(Exercise a) Reproduce the part of the court opinion below starting at "Wilmington Transportation Company v." and ending at "defendant in error.".

(Excerpt to read)
----

Wilmington Transportation Company v. Railroad Commission of California

Decision Date01 February 1915
Docket NumberNo. 369,369
Citation59 L.Ed. 508,35 S.Ct. 276,236 U.S. 151
PartiesWILMINGTON TRANSPORTATION COMPANY, Plff. in Err., v. RAILROAD COMMISSION OF CALIFORNIA
CourtU.S. Supreme Court

Messrs. Edward E. Bacon and James A. Gibson for plaintiff in error.

Messrs. Max Thelen, Douglas Brookman, and Allan P. Matthew for defendant in error.

Mr. Justice Hughes delivered the opinion of the court:

The Wilmington Transportation Company, a corporation organized under the laws of the state of California, is engaged as a common carrier of passengers and goods by sea, between San Pedro, on the mainland, and Avalon, on Santa Catalina island, both places being within the county of Los Angeles, in that state. Merchants at Avalon, insisting that the rates charged for this transportation were unreasonable, presented their complaint to the railroad commission of the state of California, and asked that reasonable rates be fixed under the public utilities act of 1911. Stat. (Cal.) 1911, Ex. Sees. p. 18. The Transportation Company challenged the authority of the commission upon the ground that the business was subject exclusively to the regulating power of Congress. The commission overruled the contention, and its authority to prescribe reasonable rates between these ports of the state was sustained on writ of review by the state court. 166 Cal. 741, 137 Pac. 1153. The case has been brought here on error.

The vessels of the plaintiff in error, in their direct passage between the ports named, must traverse the high seas for upwards of 20 miles. Adopting the statement of the commission, the supreme court of the state puts the case thus: 'They do not touch at any other port either of the United States or of any foreign country. They do not transfer their passengers or freight to any other vessel, or receive the same from any other vessel in their course. They do not on the voyage take on or put off any article of commerce. While a portion of the voyage is on the high seas, the navigation thereof is merely incidental to the real purpose of the voyage, which is to ply between two ports, both of which are located in the same county in this state.'

Relying upon Lord v. Goodall, N. & P. S. S. Co. 102 U. S. 541, 26 L. ed. 224, the plaintiff in error contends that transportation over the high seas is 'commerce with foreign nations' in the constitutional sense. See Lehigh Valley R. Co. v. Pennsylvania, 145 U. S. 192, 203, 36 L. ed. 672, 675, 4 Inters. Com. Rep. 87, 12 Sup. Ct. Rep. 806; The Abby Dodge, 223 U. S. 166, 176, 56 L. ed. 390, 393, 32 Sup. Ct. Rep. 310. But if it be assumed for the present purpose that the power of Congress extends to the subject of this controversy, the fact remains that the power has not been exercised. The provisions of the Federal statutes relating to vessels do not go so far, and the Interstate Commerce Commission has not been authorized to prescribe rates for water transportation unconnected with transportation by railroad. 36 Stat. at L. 539, 545, chap. 309. In this aspect, the question is whether the mere existence of the Federal power, that is, while it is dormant, precludes the exercise of state authority to prevent exorbitant charges with respect to this traffic which has its origin and destination within the limits of the state.

----

(Supplied data)
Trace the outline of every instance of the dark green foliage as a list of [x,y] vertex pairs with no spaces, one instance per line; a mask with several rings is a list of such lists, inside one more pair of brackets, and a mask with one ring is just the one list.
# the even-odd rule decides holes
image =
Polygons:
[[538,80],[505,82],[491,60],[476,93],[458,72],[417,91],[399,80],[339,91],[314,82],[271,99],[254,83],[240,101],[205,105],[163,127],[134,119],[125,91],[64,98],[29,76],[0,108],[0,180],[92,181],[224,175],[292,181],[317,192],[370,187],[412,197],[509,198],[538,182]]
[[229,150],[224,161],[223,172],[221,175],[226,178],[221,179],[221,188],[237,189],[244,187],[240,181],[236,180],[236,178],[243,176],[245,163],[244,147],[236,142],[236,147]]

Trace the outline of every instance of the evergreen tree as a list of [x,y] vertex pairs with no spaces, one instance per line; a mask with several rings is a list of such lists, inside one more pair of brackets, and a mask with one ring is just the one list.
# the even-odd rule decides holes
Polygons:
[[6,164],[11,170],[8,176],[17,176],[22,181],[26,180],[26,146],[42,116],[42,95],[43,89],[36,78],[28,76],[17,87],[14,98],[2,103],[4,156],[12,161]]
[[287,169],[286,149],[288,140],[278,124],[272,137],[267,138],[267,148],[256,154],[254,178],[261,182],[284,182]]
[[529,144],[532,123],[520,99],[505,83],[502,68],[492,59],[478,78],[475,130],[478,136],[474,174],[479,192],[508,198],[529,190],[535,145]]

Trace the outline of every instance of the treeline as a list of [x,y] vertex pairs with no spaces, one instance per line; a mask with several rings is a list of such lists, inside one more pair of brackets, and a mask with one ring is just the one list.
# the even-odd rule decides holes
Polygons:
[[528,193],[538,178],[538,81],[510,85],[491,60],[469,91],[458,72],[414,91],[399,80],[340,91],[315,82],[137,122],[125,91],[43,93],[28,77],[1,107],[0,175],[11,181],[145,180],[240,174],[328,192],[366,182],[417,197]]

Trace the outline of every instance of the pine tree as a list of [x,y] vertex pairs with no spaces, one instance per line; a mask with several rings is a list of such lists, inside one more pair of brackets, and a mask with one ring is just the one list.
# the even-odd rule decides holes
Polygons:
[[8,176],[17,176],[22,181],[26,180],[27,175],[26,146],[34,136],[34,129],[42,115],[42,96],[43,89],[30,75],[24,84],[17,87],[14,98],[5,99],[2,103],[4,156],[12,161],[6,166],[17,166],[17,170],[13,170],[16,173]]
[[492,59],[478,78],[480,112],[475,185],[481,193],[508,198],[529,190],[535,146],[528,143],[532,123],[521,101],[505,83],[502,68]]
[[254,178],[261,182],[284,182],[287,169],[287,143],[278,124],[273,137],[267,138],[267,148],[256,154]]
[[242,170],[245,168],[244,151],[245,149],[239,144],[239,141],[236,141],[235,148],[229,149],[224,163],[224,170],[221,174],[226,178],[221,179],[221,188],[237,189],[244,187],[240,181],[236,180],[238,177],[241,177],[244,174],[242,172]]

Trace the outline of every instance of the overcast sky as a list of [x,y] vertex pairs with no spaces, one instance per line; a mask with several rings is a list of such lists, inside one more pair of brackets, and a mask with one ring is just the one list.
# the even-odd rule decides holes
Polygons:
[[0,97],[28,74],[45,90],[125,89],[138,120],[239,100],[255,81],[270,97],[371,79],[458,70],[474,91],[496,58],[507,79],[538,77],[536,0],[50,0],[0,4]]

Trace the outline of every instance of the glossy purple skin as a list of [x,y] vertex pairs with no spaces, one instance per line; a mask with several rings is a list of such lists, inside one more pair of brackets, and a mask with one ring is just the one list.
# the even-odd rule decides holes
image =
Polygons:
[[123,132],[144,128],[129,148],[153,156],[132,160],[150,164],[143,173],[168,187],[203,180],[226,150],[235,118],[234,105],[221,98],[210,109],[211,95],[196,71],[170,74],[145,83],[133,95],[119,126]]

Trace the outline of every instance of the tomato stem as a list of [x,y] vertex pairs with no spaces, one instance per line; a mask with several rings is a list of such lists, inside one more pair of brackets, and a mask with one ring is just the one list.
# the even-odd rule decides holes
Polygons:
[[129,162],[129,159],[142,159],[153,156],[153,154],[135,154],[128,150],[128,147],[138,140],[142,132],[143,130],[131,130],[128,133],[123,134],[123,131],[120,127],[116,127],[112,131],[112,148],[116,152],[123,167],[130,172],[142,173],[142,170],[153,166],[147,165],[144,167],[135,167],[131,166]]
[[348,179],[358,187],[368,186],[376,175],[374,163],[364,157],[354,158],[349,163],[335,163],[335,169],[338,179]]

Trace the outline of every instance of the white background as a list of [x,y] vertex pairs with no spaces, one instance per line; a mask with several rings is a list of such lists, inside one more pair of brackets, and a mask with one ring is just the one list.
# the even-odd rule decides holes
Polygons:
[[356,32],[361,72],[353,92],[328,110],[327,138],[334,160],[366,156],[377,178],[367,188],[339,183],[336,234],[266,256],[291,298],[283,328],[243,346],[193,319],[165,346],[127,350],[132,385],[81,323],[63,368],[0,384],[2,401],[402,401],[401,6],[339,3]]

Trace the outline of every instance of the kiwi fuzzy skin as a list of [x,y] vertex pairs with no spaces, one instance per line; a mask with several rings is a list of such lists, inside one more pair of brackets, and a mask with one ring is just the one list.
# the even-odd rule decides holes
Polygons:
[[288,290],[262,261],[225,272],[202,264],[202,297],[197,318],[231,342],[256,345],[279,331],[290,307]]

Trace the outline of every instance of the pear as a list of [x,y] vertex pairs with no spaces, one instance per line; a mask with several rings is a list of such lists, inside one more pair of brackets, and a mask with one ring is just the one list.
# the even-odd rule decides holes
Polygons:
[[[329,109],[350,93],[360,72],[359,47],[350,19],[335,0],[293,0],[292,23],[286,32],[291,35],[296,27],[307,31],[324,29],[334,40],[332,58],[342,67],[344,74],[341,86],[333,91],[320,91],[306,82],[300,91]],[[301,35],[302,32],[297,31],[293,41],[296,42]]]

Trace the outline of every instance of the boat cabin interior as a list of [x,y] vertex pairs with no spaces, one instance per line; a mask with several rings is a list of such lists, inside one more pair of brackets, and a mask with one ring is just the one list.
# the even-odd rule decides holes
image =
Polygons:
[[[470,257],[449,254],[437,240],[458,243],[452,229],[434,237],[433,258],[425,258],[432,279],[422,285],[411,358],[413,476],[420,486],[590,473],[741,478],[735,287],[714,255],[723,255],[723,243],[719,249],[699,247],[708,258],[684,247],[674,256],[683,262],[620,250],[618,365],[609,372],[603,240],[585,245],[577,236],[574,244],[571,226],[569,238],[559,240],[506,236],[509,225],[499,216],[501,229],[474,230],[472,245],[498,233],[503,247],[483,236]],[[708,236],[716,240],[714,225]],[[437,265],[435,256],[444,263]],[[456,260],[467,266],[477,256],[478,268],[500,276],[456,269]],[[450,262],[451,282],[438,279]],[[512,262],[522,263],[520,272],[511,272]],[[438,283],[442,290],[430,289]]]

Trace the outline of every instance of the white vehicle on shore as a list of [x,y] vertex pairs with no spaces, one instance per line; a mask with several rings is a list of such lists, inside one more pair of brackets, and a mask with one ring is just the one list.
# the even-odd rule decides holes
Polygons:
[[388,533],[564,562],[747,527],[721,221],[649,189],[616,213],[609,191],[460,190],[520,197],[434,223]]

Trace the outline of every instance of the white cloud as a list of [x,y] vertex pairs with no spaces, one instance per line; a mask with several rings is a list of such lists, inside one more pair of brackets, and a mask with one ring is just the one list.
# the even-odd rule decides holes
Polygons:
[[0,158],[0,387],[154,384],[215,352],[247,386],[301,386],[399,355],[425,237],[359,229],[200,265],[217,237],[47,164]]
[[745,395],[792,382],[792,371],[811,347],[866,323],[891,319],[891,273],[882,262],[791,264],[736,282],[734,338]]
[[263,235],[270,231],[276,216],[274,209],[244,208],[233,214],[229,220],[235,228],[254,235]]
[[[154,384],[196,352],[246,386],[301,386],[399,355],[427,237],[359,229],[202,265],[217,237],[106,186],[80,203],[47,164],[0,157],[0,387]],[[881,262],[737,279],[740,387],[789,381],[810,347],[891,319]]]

----

(Exercise b) How many lines in the entries above contain the word "skin"? Reply with the number alone.

(Task response a)
Wilmington Transportation Company v. Railroad Commission of California

Decision Date01 February 1915
Docket NumberNo. 369,369
Citation59 L.Ed. 508,35 S.Ct. 276,236 U.S. 151
PartiesWILMINGTON TRANSPORTATION COMPANY, Plff. in Err., v. RAILROAD COMMISSION OF CALIFORNIA
CourtU.S. Supreme Court

Messrs. Edward E. Bacon and James A. Gibson for plaintiff in error.

Messrs. Max Thelen, Douglas Brookman, and Allan P. Matthew for defendant in error.

(Task response b) 2